▶ **Given exercise**
Identify every line below that contains the word "ceiling" and copy each of those lines in full. Case counts.
-- start of Data provided --
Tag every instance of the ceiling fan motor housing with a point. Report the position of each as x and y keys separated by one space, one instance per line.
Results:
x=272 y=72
-- end of Data provided --
-- start of Data provided --
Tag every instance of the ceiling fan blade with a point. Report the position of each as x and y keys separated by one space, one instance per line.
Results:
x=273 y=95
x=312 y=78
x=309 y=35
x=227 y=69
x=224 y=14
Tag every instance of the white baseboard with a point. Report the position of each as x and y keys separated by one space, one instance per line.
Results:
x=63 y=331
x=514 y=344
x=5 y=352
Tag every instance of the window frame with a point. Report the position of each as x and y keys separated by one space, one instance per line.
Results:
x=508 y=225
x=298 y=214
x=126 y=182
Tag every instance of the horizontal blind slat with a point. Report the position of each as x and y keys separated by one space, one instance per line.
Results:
-- end of Data provided --
▶ **Answer to this problem**
Tag every instance of the ceiling fan motor housing with a point. Report the position of each as x and y keys separated by one space, one instance per line.
Tag every instance of the ceiling fan blade with a point. Report the position of each as x and y keys separated by one space, one instance per line.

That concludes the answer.